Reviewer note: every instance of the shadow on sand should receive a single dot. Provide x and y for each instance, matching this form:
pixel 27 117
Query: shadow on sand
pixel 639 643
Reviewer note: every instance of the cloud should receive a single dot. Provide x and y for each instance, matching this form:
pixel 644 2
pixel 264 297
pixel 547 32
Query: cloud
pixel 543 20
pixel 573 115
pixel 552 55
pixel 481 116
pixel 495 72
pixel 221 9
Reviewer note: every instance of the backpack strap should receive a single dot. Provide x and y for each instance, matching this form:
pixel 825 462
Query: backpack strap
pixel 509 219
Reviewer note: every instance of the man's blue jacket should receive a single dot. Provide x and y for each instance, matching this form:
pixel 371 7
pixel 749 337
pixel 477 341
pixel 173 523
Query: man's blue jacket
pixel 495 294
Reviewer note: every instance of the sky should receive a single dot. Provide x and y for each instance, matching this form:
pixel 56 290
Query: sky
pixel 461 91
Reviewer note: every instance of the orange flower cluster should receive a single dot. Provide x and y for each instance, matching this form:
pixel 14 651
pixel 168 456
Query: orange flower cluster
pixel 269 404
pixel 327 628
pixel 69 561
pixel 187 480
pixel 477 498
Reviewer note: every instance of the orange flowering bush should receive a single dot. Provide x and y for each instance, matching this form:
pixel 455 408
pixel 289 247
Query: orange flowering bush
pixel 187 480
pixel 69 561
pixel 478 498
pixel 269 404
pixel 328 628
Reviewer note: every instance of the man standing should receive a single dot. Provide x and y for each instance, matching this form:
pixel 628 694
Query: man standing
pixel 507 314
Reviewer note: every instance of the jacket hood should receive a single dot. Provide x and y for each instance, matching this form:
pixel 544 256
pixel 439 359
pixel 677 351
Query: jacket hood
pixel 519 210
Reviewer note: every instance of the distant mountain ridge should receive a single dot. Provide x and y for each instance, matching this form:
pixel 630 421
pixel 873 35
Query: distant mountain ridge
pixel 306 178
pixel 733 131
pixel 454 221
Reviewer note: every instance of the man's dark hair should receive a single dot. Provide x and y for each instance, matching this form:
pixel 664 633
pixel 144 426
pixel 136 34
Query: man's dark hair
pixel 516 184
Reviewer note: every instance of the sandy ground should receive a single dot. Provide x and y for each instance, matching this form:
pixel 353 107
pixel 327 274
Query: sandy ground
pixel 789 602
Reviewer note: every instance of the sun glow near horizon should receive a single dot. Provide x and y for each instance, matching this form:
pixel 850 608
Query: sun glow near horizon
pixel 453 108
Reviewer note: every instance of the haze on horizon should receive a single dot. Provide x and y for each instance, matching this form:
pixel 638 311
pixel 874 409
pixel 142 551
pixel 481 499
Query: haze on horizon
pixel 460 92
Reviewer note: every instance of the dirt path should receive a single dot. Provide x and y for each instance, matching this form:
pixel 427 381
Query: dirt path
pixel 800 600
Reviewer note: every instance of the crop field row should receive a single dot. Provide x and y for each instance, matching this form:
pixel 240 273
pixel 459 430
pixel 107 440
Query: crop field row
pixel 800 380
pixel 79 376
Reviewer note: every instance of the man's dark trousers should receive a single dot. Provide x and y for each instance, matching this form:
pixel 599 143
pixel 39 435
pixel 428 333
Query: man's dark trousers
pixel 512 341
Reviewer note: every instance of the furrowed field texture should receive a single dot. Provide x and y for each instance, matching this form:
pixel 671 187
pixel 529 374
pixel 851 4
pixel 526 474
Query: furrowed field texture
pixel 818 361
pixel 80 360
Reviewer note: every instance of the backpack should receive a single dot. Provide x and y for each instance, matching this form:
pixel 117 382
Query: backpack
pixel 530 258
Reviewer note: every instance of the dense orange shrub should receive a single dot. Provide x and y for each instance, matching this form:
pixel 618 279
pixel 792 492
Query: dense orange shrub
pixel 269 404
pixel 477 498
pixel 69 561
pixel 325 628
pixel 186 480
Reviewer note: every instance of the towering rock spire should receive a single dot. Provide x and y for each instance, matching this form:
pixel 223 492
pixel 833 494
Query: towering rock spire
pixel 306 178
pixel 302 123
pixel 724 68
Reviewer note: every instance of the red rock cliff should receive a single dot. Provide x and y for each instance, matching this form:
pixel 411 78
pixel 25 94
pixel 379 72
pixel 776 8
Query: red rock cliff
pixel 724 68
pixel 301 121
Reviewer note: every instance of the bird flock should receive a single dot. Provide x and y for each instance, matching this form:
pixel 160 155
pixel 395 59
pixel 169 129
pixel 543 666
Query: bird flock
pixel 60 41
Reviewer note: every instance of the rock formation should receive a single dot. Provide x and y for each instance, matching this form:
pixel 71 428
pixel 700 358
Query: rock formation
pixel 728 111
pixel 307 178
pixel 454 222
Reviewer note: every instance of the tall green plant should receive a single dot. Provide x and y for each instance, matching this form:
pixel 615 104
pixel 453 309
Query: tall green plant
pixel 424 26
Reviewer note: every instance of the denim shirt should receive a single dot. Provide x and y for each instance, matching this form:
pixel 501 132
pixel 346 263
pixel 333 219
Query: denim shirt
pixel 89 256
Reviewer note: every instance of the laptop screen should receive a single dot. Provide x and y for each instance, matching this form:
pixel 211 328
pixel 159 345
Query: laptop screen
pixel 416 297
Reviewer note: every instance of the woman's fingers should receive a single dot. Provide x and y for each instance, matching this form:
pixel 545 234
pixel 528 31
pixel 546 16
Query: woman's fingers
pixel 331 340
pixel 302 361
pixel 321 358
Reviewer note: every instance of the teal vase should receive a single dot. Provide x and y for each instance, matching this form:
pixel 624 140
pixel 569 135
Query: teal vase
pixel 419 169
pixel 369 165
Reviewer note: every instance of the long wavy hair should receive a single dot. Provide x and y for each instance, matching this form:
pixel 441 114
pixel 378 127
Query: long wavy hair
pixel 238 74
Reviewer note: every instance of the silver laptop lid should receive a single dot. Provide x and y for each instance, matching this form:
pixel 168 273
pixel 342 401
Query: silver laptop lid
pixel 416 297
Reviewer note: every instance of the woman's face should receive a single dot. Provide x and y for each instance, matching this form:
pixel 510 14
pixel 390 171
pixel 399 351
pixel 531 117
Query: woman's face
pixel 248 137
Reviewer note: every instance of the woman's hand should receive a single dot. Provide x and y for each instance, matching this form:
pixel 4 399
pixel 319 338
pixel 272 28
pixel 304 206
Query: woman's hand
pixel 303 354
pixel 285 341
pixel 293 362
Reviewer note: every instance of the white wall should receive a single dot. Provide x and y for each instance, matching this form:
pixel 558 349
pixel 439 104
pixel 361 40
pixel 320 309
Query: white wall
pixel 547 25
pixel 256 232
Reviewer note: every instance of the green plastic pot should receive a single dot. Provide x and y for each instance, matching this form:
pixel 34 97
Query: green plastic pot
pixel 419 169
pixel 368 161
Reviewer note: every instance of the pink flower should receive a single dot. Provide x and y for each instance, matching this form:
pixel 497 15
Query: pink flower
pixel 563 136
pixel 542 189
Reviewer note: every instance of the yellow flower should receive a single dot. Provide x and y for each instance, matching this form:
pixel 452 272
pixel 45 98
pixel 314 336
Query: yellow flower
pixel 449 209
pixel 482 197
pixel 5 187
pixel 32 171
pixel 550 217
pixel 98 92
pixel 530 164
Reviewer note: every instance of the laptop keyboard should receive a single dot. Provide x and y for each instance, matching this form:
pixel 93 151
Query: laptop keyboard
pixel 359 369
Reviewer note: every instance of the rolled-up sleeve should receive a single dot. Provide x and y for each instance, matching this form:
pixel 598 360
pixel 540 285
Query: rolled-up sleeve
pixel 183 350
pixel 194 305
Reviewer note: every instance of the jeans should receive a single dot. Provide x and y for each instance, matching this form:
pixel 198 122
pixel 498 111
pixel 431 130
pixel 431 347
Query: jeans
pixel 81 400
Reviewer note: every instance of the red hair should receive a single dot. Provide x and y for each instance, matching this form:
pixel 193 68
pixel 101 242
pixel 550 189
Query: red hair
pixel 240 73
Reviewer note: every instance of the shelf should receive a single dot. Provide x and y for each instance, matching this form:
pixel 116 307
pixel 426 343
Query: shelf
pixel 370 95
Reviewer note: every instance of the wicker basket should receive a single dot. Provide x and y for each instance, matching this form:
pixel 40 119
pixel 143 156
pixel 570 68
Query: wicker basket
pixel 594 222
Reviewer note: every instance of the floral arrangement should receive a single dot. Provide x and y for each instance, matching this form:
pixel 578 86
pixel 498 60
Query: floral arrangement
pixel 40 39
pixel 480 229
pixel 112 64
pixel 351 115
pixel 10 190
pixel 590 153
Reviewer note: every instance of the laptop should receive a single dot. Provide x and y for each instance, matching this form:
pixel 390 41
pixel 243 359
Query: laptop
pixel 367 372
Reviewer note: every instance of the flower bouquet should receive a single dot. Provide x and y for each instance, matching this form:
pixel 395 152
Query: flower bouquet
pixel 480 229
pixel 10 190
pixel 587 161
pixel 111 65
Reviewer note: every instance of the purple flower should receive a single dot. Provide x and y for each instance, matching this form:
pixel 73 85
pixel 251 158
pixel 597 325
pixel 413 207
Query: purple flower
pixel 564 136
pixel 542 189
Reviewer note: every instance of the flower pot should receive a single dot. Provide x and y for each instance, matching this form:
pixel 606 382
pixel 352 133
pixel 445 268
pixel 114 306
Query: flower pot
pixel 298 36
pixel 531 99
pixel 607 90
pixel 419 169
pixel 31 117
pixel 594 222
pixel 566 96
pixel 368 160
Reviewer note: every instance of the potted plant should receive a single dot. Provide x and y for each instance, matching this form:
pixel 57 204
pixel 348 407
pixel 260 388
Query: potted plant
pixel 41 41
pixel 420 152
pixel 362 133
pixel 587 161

### WHAT IS NEEDED
Word for word, restate the lines of the listing above starting at the line with "pixel 439 359" and ending at the line with "Reviewer note: every instance of the man's dark hair", and nothing outside them.

### SOLUTION TO THE PROBLEM
pixel 439 359
pixel 677 351
Query: jacket hood
pixel 519 210
Reviewer note: every instance of the distant mountain ridge should receive a single dot. Provide x and y for each instance, matching this form:
pixel 630 421
pixel 873 35
Query: distant mountain ridge
pixel 306 178
pixel 733 131
pixel 454 221
Reviewer note: every instance of the man's dark hair should receive a single dot. Provide x and y for each instance, matching this form:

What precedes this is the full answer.